DATASET EXTRACT:
════════════════

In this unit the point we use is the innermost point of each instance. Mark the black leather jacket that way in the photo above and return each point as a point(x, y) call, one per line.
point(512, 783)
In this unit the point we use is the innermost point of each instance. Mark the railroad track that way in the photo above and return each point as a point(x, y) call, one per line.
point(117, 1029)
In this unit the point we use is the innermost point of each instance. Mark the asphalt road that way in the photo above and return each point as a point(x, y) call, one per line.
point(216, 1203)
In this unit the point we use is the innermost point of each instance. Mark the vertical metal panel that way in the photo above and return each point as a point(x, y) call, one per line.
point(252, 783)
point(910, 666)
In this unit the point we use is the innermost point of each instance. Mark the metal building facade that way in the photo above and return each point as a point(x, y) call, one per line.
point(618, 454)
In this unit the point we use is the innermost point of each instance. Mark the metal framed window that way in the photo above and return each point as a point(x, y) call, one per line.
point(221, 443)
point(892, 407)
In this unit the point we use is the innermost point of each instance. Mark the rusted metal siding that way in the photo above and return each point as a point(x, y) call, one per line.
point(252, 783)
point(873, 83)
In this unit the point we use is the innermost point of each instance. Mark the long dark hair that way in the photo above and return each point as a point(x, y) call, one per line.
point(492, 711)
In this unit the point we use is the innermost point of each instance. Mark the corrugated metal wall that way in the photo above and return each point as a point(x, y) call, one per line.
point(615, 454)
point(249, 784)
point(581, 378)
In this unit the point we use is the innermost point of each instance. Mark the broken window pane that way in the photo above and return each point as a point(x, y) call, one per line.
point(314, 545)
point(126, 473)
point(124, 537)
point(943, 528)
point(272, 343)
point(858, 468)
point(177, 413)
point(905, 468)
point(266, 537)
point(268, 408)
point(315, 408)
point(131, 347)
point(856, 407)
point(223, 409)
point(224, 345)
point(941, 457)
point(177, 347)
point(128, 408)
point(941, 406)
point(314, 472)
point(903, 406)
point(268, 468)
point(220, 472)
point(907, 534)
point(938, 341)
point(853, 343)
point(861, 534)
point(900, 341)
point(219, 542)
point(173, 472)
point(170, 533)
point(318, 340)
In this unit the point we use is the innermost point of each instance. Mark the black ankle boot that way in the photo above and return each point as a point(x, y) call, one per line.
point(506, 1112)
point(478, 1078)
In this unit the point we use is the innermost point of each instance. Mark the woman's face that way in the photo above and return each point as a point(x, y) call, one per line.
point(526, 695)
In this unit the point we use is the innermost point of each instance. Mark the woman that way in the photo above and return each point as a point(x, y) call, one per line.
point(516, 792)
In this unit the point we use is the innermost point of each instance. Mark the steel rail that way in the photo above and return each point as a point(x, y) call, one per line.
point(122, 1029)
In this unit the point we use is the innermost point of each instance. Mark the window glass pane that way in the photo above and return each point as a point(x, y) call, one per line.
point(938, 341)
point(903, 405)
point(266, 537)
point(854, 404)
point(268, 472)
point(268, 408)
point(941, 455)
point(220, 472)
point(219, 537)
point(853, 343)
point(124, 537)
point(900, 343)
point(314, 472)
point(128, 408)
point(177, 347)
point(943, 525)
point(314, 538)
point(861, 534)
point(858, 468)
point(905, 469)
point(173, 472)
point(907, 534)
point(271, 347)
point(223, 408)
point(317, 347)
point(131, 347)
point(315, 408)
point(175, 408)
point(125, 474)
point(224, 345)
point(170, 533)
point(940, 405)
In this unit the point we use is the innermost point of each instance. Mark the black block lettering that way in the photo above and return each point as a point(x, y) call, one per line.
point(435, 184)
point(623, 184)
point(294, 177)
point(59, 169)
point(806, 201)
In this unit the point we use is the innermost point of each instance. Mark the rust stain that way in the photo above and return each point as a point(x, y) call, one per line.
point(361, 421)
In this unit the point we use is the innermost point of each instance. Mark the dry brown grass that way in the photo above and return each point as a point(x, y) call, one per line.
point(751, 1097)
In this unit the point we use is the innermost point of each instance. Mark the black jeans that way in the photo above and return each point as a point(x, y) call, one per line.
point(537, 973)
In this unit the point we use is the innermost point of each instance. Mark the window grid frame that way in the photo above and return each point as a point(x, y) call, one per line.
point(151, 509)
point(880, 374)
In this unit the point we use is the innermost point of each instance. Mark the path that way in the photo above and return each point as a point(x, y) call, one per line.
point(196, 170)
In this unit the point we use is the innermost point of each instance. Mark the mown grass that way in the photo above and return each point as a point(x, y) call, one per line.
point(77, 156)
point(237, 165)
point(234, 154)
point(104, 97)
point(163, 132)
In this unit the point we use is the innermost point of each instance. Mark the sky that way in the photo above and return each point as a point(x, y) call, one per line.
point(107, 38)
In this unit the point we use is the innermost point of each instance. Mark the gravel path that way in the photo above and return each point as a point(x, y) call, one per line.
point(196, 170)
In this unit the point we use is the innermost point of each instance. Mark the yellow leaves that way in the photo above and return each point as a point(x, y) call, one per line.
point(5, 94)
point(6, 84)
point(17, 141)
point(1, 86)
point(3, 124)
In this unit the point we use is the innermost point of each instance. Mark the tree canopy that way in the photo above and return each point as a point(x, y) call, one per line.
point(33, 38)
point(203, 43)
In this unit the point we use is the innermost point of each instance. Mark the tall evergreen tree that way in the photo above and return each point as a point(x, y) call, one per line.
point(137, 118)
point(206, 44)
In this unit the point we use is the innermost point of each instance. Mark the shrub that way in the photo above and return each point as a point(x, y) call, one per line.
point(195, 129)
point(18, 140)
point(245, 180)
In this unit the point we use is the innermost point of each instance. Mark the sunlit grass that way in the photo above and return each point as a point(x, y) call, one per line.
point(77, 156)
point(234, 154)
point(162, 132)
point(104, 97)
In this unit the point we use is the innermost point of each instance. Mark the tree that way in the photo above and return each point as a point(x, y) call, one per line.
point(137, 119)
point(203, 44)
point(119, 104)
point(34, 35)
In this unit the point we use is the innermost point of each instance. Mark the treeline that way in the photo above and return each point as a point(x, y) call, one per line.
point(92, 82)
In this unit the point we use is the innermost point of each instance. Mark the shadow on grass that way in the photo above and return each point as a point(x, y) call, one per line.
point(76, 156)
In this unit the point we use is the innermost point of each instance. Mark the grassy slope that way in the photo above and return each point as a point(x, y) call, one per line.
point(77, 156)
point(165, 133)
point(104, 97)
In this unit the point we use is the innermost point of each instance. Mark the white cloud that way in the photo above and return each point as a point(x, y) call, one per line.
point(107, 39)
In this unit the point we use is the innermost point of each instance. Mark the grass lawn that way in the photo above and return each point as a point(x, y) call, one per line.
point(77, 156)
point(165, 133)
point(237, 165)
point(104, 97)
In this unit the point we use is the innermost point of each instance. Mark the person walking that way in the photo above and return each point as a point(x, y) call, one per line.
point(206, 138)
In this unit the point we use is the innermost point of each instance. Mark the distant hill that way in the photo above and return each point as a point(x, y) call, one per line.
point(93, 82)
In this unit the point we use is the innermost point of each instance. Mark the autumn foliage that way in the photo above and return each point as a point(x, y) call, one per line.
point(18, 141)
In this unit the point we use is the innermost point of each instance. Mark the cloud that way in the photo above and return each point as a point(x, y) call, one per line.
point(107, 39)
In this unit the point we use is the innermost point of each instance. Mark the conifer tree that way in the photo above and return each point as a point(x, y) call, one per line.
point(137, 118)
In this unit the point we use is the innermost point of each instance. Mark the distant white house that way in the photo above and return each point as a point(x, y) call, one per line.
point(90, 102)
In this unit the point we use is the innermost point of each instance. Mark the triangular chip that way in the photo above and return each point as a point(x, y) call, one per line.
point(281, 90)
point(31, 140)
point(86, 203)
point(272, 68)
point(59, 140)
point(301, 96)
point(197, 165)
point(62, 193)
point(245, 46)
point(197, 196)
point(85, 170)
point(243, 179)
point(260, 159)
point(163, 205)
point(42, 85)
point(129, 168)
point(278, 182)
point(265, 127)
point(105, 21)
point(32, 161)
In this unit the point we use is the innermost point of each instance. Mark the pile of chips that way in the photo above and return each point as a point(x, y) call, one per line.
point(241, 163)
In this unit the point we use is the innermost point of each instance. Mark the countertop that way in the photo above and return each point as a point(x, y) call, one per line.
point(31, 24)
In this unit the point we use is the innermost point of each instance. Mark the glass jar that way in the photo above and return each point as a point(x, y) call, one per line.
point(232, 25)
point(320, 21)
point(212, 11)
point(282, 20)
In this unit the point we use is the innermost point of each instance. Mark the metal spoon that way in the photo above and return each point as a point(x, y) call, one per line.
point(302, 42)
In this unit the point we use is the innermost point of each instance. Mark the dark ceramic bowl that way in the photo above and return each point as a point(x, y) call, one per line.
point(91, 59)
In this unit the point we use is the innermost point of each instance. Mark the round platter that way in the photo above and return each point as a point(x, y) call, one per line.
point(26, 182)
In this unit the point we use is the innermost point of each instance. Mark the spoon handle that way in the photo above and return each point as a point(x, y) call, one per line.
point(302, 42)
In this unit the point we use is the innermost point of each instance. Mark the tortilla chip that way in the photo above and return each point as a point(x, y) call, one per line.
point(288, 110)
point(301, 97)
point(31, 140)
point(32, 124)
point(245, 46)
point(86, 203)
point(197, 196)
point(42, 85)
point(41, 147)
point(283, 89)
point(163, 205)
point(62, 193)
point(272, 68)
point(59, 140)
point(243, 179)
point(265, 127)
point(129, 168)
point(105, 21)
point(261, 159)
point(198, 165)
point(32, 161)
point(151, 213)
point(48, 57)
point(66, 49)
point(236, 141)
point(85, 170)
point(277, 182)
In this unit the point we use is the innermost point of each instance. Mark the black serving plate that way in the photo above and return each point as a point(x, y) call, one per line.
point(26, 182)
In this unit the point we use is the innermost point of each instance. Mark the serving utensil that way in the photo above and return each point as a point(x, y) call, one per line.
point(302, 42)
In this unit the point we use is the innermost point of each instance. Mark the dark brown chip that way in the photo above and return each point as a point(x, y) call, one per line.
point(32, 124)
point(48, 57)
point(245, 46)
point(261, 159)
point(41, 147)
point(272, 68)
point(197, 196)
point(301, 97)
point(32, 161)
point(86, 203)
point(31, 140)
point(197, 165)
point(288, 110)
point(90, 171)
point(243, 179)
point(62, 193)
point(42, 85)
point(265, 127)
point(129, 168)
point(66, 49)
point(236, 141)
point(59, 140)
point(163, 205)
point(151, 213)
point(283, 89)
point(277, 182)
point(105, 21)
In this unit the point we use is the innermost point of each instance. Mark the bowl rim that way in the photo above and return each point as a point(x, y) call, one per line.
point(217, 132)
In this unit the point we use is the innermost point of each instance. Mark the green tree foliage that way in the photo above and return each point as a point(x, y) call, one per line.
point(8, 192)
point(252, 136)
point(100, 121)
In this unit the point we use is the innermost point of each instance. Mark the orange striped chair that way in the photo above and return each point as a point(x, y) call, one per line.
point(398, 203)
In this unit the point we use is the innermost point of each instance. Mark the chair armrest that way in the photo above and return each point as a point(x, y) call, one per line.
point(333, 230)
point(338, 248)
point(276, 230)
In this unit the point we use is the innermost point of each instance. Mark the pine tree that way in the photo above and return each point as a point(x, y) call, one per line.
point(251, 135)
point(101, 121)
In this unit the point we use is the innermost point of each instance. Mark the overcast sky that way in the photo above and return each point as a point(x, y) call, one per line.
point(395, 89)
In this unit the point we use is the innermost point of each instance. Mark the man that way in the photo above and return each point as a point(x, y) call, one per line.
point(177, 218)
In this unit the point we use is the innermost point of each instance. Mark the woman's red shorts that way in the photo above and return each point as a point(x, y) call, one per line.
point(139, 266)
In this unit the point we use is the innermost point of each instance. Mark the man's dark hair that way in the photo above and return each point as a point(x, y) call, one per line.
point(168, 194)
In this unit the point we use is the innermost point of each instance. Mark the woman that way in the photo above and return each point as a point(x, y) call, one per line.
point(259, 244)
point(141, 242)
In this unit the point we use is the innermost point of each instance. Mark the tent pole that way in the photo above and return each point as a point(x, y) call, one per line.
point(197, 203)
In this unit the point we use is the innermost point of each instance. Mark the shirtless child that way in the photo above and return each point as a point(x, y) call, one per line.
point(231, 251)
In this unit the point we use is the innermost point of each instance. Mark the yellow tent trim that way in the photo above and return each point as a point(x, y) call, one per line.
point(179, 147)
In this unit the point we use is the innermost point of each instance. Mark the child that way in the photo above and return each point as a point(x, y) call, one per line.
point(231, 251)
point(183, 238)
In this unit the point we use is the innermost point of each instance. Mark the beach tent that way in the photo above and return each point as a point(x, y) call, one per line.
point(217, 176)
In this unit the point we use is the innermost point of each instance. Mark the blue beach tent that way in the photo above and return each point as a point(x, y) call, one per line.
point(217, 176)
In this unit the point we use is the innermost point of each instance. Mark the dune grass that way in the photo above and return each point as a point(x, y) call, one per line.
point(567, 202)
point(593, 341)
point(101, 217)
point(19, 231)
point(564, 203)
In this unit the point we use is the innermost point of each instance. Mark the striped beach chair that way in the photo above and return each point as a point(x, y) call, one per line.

════════════════

BRIEF:
Rewrite the data starting at the line that contains "Mark the green" and ending at the line that contains "point(177, 218)", swapping "pine tree" for "fir tree" and keeping everything else the same.

FULL RESPONSE:
In this unit the point we use is the innermost point of each instance. Mark the green tree foliage that way in the photo above and return each point as a point(x, y) call, one per line.
point(8, 192)
point(252, 136)
point(100, 121)
In this unit the point we use is the innermost point of each instance. Mark the orange striped chair that way in the photo above and return each point as a point(x, y) call, one per line.
point(398, 203)
In this unit the point we use is the innermost point of each instance. Mark the chair armrest that way in the photo above and return each point as a point(x, y) call, one per line.
point(333, 230)
point(338, 248)
point(276, 230)
In this unit the point we use is the innermost point of each instance. Mark the fir tree that way in the photo above and return each point as a point(x, y) call, one per line.
point(251, 135)
point(101, 121)
In this unit the point we use is the innermost point of each instance. Mark the overcast sky that way in the photo above and return each point as a point(x, y) call, one per line.
point(395, 89)
In this unit the point we use is the innermost point of each instance. Mark the man that way in the photo above and return each point as a point(x, y) call, one per line.
point(177, 218)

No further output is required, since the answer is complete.